— THE PROBLEM —
Arrange every line of the records below as a JSON list of strings, one string per line, omitting blank lines.
------ AVAILABLE RECORDS ------
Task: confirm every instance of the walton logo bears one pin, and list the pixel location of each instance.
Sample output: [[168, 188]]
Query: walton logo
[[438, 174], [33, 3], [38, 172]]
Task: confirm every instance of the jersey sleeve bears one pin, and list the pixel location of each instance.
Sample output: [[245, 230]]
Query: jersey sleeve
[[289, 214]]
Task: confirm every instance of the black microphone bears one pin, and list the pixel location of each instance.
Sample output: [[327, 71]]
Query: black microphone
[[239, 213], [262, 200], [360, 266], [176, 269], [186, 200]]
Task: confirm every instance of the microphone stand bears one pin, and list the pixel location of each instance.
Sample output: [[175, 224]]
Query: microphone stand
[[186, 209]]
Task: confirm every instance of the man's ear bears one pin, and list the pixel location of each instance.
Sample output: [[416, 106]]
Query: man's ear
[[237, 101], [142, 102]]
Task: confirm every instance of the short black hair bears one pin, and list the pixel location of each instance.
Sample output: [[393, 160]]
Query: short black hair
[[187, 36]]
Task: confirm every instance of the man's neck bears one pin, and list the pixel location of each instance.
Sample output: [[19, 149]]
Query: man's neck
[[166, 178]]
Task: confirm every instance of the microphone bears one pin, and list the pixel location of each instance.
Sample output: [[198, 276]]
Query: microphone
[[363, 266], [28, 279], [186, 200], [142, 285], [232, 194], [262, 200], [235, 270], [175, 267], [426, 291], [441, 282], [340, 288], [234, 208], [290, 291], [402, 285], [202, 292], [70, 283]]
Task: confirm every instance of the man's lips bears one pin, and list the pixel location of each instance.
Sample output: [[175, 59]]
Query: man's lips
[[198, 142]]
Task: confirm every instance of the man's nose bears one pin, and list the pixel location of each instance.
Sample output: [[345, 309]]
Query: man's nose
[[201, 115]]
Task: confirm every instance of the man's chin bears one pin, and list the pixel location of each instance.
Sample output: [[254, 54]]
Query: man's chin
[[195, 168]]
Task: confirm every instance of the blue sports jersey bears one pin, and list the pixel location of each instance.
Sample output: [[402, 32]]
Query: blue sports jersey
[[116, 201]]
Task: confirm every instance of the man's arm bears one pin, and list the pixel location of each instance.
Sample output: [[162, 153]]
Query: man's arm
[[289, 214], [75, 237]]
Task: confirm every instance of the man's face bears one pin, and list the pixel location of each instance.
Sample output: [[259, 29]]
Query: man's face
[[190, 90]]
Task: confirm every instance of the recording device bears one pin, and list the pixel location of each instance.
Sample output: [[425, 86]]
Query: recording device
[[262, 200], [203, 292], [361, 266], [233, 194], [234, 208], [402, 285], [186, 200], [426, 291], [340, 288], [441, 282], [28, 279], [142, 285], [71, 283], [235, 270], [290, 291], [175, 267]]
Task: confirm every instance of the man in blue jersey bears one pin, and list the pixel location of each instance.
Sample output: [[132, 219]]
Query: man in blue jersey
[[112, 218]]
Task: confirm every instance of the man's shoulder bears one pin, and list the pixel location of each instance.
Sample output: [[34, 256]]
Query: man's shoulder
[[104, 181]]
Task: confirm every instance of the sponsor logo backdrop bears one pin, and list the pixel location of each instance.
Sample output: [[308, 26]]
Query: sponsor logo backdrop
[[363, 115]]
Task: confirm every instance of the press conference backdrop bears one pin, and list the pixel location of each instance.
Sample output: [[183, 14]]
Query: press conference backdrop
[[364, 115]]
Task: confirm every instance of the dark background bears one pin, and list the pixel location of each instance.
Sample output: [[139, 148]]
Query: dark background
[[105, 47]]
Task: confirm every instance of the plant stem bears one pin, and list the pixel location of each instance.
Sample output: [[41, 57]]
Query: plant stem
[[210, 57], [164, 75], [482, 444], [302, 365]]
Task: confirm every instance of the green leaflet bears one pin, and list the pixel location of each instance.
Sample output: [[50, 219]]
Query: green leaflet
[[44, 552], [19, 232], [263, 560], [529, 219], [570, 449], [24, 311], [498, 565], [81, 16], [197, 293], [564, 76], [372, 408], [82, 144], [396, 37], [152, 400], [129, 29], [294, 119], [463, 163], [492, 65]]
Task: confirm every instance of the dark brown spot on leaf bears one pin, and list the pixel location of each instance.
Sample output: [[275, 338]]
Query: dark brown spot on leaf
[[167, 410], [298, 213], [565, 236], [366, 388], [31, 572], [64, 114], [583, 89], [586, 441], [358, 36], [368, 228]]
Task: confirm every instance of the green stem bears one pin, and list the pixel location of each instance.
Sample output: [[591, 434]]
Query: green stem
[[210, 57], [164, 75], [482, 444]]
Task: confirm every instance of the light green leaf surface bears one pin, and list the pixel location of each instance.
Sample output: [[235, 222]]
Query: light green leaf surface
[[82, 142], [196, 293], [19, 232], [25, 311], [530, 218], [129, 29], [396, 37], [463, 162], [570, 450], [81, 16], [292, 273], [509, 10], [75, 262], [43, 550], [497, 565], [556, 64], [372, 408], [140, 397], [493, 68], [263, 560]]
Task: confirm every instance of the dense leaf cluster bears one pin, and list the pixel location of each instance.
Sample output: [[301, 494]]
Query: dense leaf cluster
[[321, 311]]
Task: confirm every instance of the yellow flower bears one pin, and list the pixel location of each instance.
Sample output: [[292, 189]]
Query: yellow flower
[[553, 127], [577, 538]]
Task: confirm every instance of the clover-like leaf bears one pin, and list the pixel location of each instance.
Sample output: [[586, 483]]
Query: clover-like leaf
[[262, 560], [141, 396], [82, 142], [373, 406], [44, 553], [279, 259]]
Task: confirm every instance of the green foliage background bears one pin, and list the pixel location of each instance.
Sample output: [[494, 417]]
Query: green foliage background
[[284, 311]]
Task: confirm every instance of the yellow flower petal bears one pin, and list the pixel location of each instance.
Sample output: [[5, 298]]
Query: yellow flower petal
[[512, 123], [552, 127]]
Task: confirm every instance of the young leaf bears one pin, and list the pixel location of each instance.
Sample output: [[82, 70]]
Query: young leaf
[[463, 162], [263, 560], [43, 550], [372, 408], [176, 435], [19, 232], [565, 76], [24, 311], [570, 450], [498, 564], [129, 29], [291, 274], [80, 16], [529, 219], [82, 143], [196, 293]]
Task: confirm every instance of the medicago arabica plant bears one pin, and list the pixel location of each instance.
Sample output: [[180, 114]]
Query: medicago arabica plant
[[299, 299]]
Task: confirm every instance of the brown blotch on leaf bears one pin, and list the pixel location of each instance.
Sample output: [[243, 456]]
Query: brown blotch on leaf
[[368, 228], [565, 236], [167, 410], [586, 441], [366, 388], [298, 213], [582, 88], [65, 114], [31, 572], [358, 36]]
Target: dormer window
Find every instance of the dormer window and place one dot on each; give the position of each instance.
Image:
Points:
------
— RESULT FOR THIS TASK —
[
  "Task: confirm every instance of the walton logo bears one pin, and list the pixel location of each instance.",
  "Sample output: [[168, 188]]",
  "Query: walton logo",
  "[[438, 174], [33, 3], [38, 172]]",
  "Task: confirm every instance of the jersey sleeve bears one pin, and list the pixel location of each instance.",
  "Sample output: [[245, 230]]",
  "Query: jersey sleeve",
  "[[289, 214]]",
  "Task: confirm every instance of the black microphone bears one pin, and list the pixel location of each instance.",
  "Sample output: [[327, 71]]",
  "Query: black microphone",
  "[[239, 213], [262, 200], [360, 266], [176, 269], [186, 200]]",
  "Task: confirm every instance of the microphone stand bears one pin, and list the pixel location of each instance.",
  "Sample output: [[175, 224]]",
  "Query: microphone stand",
  "[[186, 209]]",
  "Task: confirm every instance of the man's ear bears one pin, and list the pixel location of each instance.",
  "Sample output: [[416, 106]]",
  "Query: man's ear",
  "[[237, 101], [142, 102]]",
  "Task: confirm every instance of the short black hair bears one pin, and list the pixel location of each instance.",
  "Sample output: [[393, 160]]",
  "Query: short black hair",
  "[[187, 36]]",
  "Task: confirm every instance of the man's neck bears one pin, and list the pixel location of each instance.",
  "Sample output: [[19, 149]]",
  "Query: man's neck",
  "[[166, 178]]",
  "Task: confirm every instance of the microphone bears one pin, and list the pixel location of each instance.",
  "Sample output: [[198, 276]]",
  "Query: microphone",
  "[[363, 266], [28, 279], [186, 200], [142, 285], [232, 194], [262, 200], [235, 270], [175, 267], [426, 291], [441, 282], [340, 288], [234, 208], [290, 291], [402, 285], [202, 292], [70, 283]]",
  "Task: confirm every instance of the man's lips bears one pin, and list the pixel location of each instance.",
  "Sample output: [[175, 59]]",
  "Query: man's lips",
  "[[198, 142]]",
  "Task: confirm every instance of the man's nose bears one pin, and list the pixel location of each instance.",
  "Sample output: [[345, 309]]",
  "Query: man's nose",
  "[[201, 115]]",
  "Task: confirm every instance of the man's chin bears one pin, and list the pixel location of each instance.",
  "Sample output: [[254, 54]]",
  "Query: man's chin",
  "[[195, 168]]",
  "Task: confirm every instance of the blue sports jersey bears one pin, and list the pixel location of each instance.",
  "Sample output: [[402, 32]]",
  "Query: blue sports jersey",
  "[[116, 201]]",
  "Task: confirm every instance of the man's arm bears one pin, and list the pixel location of each instance.",
  "Sample output: [[162, 153]]",
  "Query: man's arm",
  "[[289, 214], [75, 237]]",
  "Task: confirm every instance of the man's face bears one pin, and list the pixel location of each instance.",
  "Sample output: [[259, 29]]",
  "Query: man's face",
  "[[190, 90]]",
  "Task: confirm every instance of the recording device bears one pin, and list the pixel location of each instance.",
  "Sample output: [[425, 86]]",
  "Query: recording device",
  "[[262, 200], [203, 292], [361, 266], [233, 194], [234, 208], [402, 285], [186, 200], [426, 291], [340, 288], [441, 282], [28, 279], [142, 285], [71, 283], [235, 270], [290, 291], [175, 267]]",
  "Task: confirm every instance of the man in blue jersey bears one pin, and list the pixel location of each instance.",
  "Sample output: [[132, 219]]",
  "Query: man in blue jersey",
  "[[112, 218]]",
  "Task: confirm every instance of the man's shoulder bears one pin, and list the pixel location of each instance.",
  "Sample output: [[34, 256]]",
  "Query: man's shoulder",
  "[[104, 181]]",
  "Task: confirm every instance of the sponsor logo backdrop bears one pin, and list the pixel location of each instance.",
  "Sample output: [[308, 26]]",
  "Query: sponsor logo backdrop",
  "[[363, 115]]",
  "Task: confirm every instance of the press conference backdrop bears one pin, and list the pixel location of each instance.",
  "Sample output: [[183, 14]]",
  "Query: press conference backdrop",
  "[[364, 115]]",
  "Task: confirm every instance of the dark background bears one pin, and list the pixel location of each instance.",
  "Sample output: [[139, 148]]",
  "Query: dark background",
  "[[105, 47]]",
  "Task: confirm every instance of the plant stem bears one pin, and list the pixel location of each instance.",
  "Sample output: [[41, 57]]",
  "Query: plant stem",
  "[[210, 57], [164, 75], [482, 444], [302, 365]]",
  "Task: confirm every instance of the green leaflet bears one pin, and list the pixel location of each instance.",
  "Sample output: [[50, 219]]",
  "Query: green leaflet",
  "[[44, 552], [19, 232], [263, 560], [529, 219], [570, 449], [24, 311], [498, 565], [81, 16], [197, 293], [564, 76], [372, 408], [82, 144], [396, 37], [152, 400], [129, 29], [294, 119], [463, 163], [492, 65]]",
  "Task: confirm every instance of the dark brown spot on leaf bears one pin, and list the pixel location of each instance.",
  "Sample output: [[275, 338]]",
  "Query: dark brown spot on leaf",
  "[[167, 410], [298, 213], [565, 236], [366, 388], [31, 572], [64, 114], [583, 89], [586, 441], [358, 36], [368, 228]]",
  "Task: confirm every instance of the green stem bears one pin, and list the pixel location of each instance.",
  "Sample output: [[591, 434]]",
  "Query: green stem",
  "[[210, 57], [164, 75], [482, 444]]",
  "Task: confirm every instance of the light green leaf surface bears one pin, and list the pixel location of each instance.",
  "Sample output: [[235, 222]]",
  "Query: light green leaf surface",
  "[[82, 142], [196, 293], [19, 232], [25, 311], [530, 218], [129, 29], [396, 37], [463, 162], [570, 450], [81, 16], [292, 273], [509, 10], [75, 262], [43, 550], [497, 565], [556, 64], [372, 408], [140, 397], [493, 68], [263, 560]]",
  "Task: confirm every instance of the dense leaf cluster bears one pin, and list the pixel location of each instance.",
  "Sample output: [[301, 494]]",
  "Query: dense leaf cluster",
  "[[321, 311]]",
  "Task: confirm every instance of the yellow flower bears one pin, and list the pixel location of each instance.",
  "Sample output: [[292, 189]]",
  "Query: yellow flower",
  "[[553, 127], [577, 538]]",
  "Task: confirm every instance of the clover-like leaf bears one pin, and list the pixel location of each instance.",
  "Sample output: [[586, 483]]",
  "Query: clover-like leaf",
  "[[262, 560], [141, 396], [82, 142], [373, 406], [44, 553], [279, 259]]",
  "Task: confirm every instance of the green foliage background bears one pin, and list the pixel location of each instance.",
  "Sample output: [[494, 417]]",
  "Query: green foliage background",
  "[[284, 311]]",
  "Task: confirm every instance of the yellow flower petal bears one pin, and list the pixel location of each instance.",
  "Sample output: [[5, 298]]",
  "Query: yellow flower petal",
  "[[512, 123], [552, 127]]",
  "Task: confirm every instance of the young leaf bears one pin, and list the pixel location of each instance.",
  "Sample output: [[82, 70]]",
  "Query: young leaf",
  "[[463, 162], [263, 560], [43, 550], [372, 408], [176, 435], [19, 232], [565, 76], [24, 311], [570, 450], [498, 564], [129, 29], [291, 274], [80, 16], [529, 219], [82, 143], [196, 293]]",
  "Task: confirm every instance of the medicago arabica plant bears one pin, and list the pixel location of each instance.",
  "Sample output: [[180, 114]]",
  "Query: medicago arabica plant",
  "[[299, 299]]",
  "Task: confirm every instance of the brown blotch on leaf bears one pin, and list the pixel location of each instance.",
  "Sample output: [[243, 456]]",
  "Query: brown blotch on leaf",
  "[[368, 228], [565, 236], [167, 410], [586, 441], [366, 388], [298, 213], [582, 88], [65, 114], [31, 572], [358, 36]]",
  "Target: dormer window",
  "Find every instance of the dormer window and place one dot on each; give the position of each instance.",
  "Image:",
  "Points:"
]